Problem details: Please edit the lines from the one containing "of the utility" through the last one, replacing "photo" with "image" and leaving everything else unchanged. Return only those lines.

※

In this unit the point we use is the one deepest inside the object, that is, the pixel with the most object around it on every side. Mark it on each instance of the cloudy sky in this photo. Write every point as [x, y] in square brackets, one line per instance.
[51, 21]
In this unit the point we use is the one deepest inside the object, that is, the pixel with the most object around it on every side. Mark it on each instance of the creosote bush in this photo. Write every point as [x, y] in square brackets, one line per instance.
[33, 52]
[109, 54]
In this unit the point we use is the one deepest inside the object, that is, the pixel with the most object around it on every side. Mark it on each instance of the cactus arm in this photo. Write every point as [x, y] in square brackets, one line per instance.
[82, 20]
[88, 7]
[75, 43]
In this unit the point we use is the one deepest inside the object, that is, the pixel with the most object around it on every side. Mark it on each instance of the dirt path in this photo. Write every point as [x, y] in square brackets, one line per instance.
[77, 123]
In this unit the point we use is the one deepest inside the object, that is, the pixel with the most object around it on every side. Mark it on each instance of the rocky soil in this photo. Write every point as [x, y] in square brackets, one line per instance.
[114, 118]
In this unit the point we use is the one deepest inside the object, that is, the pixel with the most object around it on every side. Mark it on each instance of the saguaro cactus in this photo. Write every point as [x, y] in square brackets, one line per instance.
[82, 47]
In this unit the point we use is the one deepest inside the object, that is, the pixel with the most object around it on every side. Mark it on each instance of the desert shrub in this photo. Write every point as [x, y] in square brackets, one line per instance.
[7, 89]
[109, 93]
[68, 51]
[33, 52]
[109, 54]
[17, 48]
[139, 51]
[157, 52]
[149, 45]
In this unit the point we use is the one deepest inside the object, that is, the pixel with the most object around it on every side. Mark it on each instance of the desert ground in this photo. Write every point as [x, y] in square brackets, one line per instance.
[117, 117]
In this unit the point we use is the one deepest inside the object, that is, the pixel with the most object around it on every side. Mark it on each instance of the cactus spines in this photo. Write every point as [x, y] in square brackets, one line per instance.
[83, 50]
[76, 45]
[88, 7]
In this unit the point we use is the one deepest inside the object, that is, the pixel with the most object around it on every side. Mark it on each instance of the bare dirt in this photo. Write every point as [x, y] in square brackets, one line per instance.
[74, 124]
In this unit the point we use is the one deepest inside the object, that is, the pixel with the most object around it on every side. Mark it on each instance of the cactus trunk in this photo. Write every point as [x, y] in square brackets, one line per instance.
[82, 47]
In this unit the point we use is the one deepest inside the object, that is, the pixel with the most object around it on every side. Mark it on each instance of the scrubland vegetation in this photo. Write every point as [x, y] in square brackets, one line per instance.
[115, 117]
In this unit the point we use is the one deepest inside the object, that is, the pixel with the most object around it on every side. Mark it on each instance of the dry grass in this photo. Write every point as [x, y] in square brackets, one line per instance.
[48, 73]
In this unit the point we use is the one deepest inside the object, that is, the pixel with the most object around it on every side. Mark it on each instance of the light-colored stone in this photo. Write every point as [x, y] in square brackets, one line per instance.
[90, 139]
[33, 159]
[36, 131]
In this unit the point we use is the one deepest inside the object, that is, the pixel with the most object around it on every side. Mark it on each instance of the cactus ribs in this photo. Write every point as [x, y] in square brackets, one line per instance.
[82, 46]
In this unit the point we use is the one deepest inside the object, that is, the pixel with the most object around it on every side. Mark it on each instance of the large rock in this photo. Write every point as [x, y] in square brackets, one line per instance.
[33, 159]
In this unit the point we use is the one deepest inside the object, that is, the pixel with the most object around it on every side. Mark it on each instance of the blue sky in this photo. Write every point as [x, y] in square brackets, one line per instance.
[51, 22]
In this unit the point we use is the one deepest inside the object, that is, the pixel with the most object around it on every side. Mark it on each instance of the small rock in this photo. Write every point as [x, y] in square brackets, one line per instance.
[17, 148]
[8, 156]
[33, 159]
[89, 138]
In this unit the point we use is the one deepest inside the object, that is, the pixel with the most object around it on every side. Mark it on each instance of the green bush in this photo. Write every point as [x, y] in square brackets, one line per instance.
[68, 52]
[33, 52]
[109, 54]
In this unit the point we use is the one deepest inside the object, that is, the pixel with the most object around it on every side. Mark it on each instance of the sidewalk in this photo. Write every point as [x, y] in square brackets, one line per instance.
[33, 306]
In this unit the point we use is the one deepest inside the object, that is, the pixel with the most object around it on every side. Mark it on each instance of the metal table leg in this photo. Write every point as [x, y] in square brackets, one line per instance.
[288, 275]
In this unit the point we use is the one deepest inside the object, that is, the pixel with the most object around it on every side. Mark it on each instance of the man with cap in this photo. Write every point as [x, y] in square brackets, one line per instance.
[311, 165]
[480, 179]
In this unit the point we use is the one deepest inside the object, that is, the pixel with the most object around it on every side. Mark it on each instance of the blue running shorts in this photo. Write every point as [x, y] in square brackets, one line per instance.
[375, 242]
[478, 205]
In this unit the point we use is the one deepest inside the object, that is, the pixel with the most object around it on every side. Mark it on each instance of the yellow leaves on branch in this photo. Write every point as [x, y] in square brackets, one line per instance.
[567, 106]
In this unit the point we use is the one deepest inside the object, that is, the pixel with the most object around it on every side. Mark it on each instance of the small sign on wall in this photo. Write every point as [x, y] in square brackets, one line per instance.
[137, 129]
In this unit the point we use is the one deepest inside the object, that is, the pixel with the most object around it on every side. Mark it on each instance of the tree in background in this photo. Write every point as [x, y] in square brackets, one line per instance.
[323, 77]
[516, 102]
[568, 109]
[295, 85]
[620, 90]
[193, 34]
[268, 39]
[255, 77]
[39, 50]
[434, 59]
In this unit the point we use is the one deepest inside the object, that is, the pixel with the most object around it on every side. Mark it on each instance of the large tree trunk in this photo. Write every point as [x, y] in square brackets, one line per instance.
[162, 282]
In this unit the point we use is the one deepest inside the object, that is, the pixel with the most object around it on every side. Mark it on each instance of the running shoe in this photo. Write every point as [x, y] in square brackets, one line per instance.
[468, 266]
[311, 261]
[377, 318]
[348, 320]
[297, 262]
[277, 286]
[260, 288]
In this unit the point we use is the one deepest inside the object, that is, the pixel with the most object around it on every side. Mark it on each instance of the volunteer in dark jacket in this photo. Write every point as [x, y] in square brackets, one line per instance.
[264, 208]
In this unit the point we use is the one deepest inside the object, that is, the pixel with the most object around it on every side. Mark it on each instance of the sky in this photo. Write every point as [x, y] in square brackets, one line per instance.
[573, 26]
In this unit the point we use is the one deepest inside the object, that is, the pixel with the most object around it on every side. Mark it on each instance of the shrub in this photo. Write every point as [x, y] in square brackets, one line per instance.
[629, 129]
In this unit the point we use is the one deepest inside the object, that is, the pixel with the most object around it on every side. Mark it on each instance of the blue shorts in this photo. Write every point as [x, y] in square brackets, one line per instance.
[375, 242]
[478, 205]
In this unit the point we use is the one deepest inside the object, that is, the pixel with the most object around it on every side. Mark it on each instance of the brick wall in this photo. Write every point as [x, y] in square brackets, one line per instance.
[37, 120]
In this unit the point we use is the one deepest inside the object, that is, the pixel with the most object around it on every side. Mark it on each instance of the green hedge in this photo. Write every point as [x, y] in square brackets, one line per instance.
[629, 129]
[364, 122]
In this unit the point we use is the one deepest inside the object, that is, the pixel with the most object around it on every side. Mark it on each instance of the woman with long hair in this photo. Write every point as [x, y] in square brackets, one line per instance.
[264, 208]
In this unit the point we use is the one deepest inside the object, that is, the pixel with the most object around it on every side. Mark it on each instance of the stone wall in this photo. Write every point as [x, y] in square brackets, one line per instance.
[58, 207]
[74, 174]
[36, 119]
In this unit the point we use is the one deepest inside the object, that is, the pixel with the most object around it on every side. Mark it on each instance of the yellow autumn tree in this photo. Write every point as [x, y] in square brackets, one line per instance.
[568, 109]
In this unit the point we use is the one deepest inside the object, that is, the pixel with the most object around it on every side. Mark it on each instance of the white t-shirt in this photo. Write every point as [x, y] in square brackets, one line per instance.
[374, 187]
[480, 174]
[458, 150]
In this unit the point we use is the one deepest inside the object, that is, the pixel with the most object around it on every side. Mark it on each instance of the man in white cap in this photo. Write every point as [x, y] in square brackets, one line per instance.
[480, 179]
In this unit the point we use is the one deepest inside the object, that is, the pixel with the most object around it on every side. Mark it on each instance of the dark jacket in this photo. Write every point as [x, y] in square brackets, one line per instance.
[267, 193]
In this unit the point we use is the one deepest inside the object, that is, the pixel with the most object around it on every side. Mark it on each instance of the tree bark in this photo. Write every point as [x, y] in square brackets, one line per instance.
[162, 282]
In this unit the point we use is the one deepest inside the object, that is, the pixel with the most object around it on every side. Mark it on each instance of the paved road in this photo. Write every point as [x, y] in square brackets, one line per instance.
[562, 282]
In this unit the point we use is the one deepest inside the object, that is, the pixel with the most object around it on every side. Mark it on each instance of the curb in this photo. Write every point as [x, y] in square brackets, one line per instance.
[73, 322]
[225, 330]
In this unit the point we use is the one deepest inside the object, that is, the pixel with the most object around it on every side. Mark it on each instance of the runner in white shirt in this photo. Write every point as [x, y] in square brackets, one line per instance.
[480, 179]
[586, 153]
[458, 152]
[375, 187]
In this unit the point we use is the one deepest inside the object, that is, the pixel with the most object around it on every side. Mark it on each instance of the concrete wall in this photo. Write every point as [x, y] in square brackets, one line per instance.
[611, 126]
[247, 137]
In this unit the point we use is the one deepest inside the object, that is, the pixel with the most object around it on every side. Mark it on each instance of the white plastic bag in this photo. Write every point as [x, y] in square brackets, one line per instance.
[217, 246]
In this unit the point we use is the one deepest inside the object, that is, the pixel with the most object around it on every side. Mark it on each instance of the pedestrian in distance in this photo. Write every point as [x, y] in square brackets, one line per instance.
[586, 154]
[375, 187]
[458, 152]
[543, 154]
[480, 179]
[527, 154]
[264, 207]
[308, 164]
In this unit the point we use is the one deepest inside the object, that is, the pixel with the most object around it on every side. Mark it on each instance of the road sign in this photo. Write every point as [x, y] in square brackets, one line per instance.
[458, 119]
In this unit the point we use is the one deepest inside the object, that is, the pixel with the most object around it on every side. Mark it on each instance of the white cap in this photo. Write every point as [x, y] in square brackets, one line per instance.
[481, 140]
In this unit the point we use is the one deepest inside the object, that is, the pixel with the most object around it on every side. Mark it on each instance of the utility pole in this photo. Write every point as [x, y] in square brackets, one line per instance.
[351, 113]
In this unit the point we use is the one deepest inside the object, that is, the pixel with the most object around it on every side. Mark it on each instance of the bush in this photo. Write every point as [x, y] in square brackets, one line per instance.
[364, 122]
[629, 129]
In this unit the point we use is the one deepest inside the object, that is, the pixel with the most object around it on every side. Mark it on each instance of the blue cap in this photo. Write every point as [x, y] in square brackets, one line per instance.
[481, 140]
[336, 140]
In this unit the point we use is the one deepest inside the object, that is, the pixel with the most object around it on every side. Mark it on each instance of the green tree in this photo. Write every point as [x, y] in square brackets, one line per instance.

※

Finished answer:
In this unit the point we use is the one deepest inside the object, that is, the pixel with the most object around it on every side. Mark it on each instance of the utility pole in this image. Write every point as [x, y] in square brackets, one line per instance.
[351, 113]
In this unit the point we use is the one deepest inside the object, that is, the pixel with the most object around it on every side. Mark it on each instance of the bush in this image. Write every point as [x, y] in square brackets, one line per instance.
[364, 122]
[629, 129]
In this unit the point we use is the one deepest inside the object, that is, the pixel with the most object around it on every side. Mark it on each instance of the blue cap in this image. Write every point as [x, y] in square brackets, one line per instance.
[481, 140]
[336, 140]
In this unit the point we use is the one deepest inside the object, that is, the pixel with the most object around it on every side. Mark it on each instance of the green tree in this image. Write every point as [x, y] in square brackets, one line per instance.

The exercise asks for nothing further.